> [Collected data entries]:
※
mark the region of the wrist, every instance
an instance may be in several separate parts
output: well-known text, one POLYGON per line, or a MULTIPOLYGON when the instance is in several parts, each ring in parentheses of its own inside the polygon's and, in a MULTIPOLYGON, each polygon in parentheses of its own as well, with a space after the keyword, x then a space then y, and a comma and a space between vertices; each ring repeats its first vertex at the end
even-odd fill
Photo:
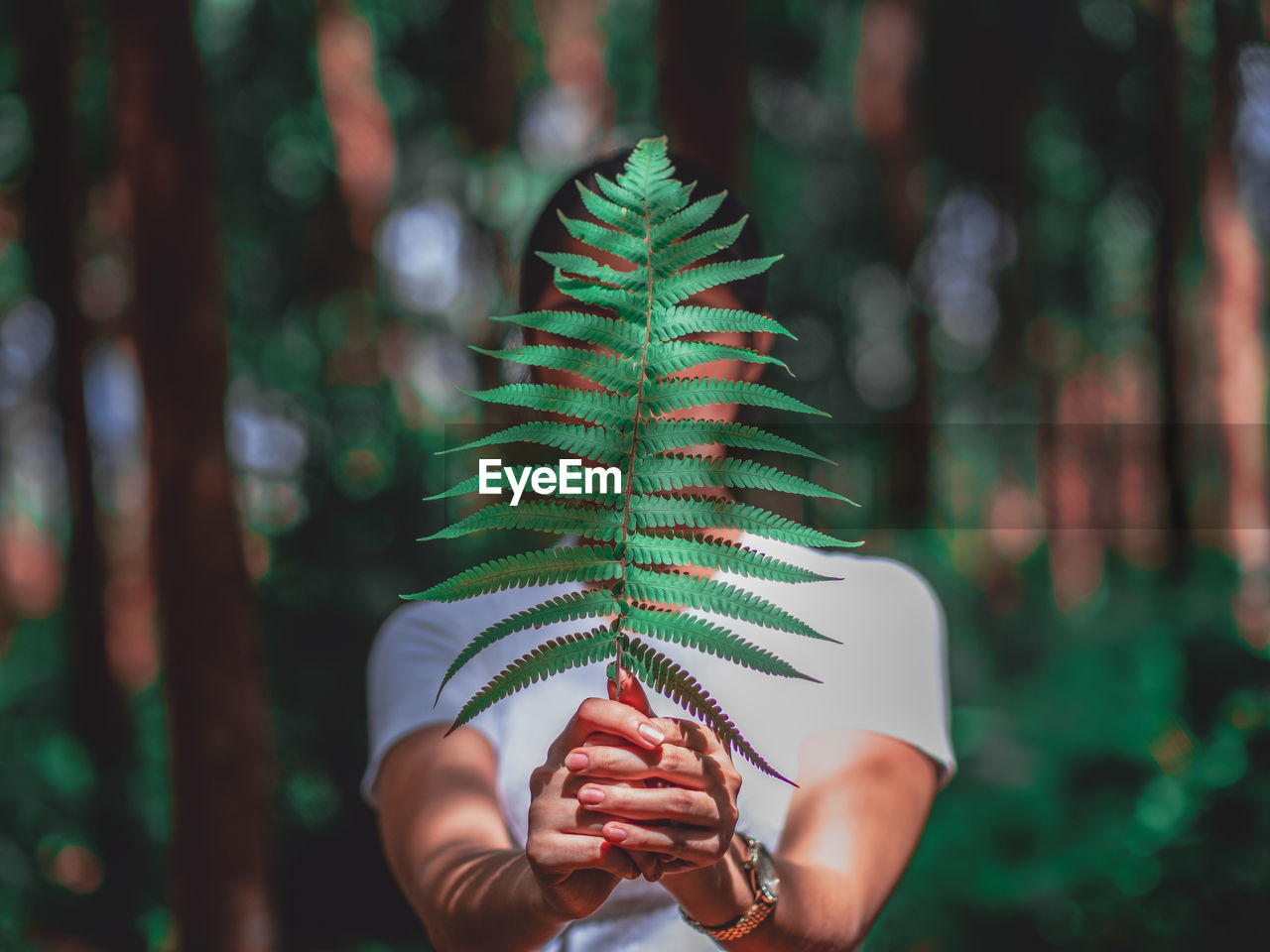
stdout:
POLYGON ((682 873, 667 873, 662 883, 679 906, 706 925, 732 922, 754 902, 754 887, 745 872, 745 845, 734 833, 719 862, 682 873))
※
> [PROBLEM REQUIREMENTS]: Update the items above by replacing "Photo" with "Image" and leaving all other text unchanged. Leave the pictures out of your answer.

> [EXPECTED OUTPUT]:
mark the region of the wrist, every instance
an instance may be in several separate parts
output: well-known text, one POLYGON per line, or a MULTIPOLYGON when the instance is in several parts, each ring in parentheses of its own inside the polygon's and, in a MULTIPOLYGON, each polygon in parentheses of its own as well, with a space after the keyword, x then a space then y, and a comma and a space between vertices; each ring repeats its first vertex at the end
even-odd fill
Image:
stdout:
POLYGON ((682 873, 667 873, 662 883, 679 906, 706 925, 732 922, 754 902, 754 887, 745 872, 745 845, 734 833, 719 862, 682 873))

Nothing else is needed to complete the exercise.